#### READING PASSAGE
= Tom LeClair =

Thomas LeClair (born 1944) is a writer, literary critic, and was the Nathaniel Ropes Professor of English at the University of Cincinnati until 2009. He has been a regular book reviewer for the New York Times Book Review, the Washington Post Book World, the Nation, the Barnes & Noble Review, and the Daily Beast.

==Early life==
LeClair grew up in Vermont, got his AB from Boston College, his MA from the University of Vermont, and his PhD from Duke University. He taught for two years at Norwich College before joining the faculty at the University of Cincinnati in 1970.

==Literary career==
In 1979, LeClair secured the first interview with Don Delillo, in Athens. LeClair taught at the University of Athens in 1981-82, and since then regularly spent his summers and sabbaticals in Greece.

His works of criticism include In the Loop: Don DeLillo and the Systems Novel, The Art of Excess: Mastery in Contemporary American Fiction, and What to Read (and Not): Essays and Reviews. He is co-editor with Larry McCaffery of Anything Can Happen, a collection of interviews the two co-editors did with contemporary American novelists.

#### DATA SEGMENT
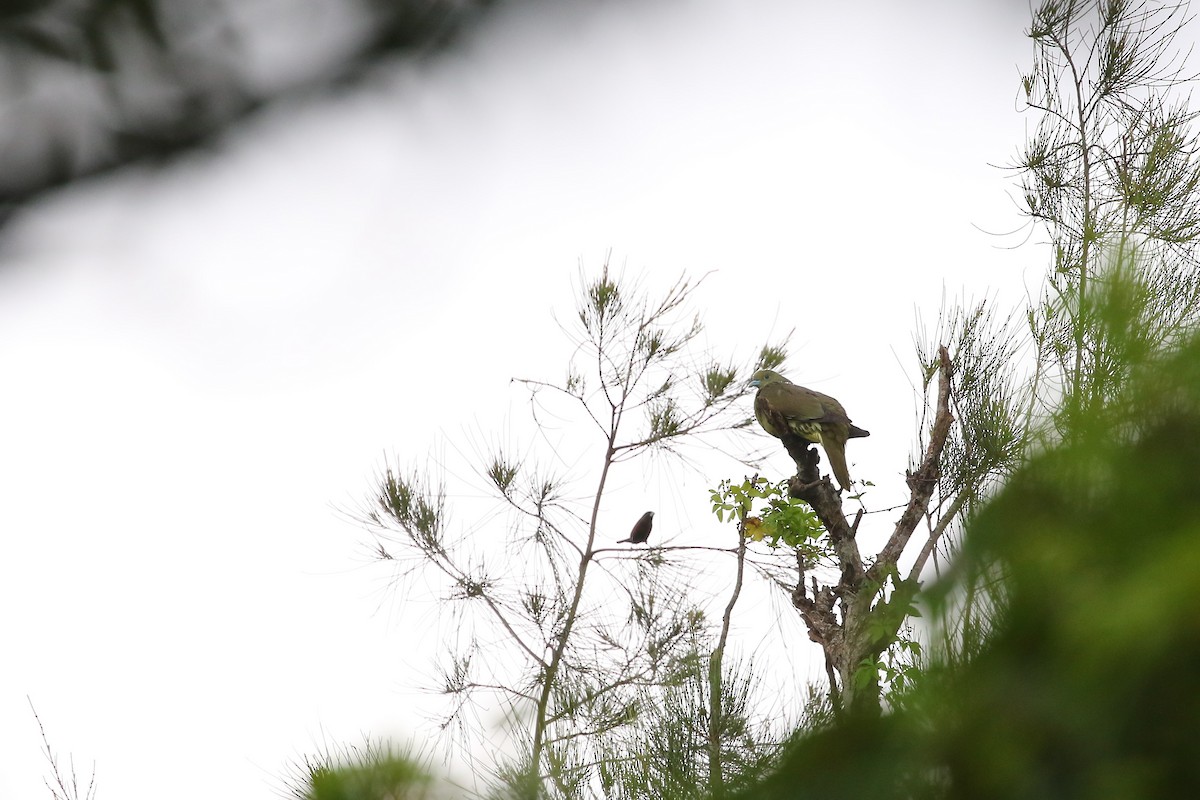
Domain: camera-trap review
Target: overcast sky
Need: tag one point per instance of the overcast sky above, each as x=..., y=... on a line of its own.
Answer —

#### PROBLEM SET
1 - Write out everything in the Tom LeClair article from "Thomas LeClair (born" down to "the Daily Beast.".
2 - Extend the Tom LeClair article past its final sentence.

#### SOLVED PROBLEMS
1 -
Thomas LeClair (born 1944) is a writer, literary critic, and was the Nathaniel Ropes Professor of English at the University of Cincinnati until 2009. He has been a regular book reviewer for the New York Times Book Review, the Washington Post Book World, the Nation, the Barnes & Noble Review, and the Daily Beast.

2 -
==Bibliography==
Novels:
- Passing Off (1996)
- Well-Founded Fear (2000)
- Passing On (2004)
- The Liquidators (2006)
- Passing Through (2008)
- Lincoln's Billy (2015)
- Passing Away (2018)
- Passing Again (2021; corrected, expanded edition 2022)

Nonfiction works:
- In the Loop: Don DeLillo and the Systems Novel (1988)
- ANYTHING CAN HAPPEN: Interviews with Contemporary American Novelists (1983) with Larry McCaffery
- The Art of Excess: Mastery in Contemporary American Fiction (1989)
- What to Read and Not (2014)
- Harpooning Donald Trump (2017)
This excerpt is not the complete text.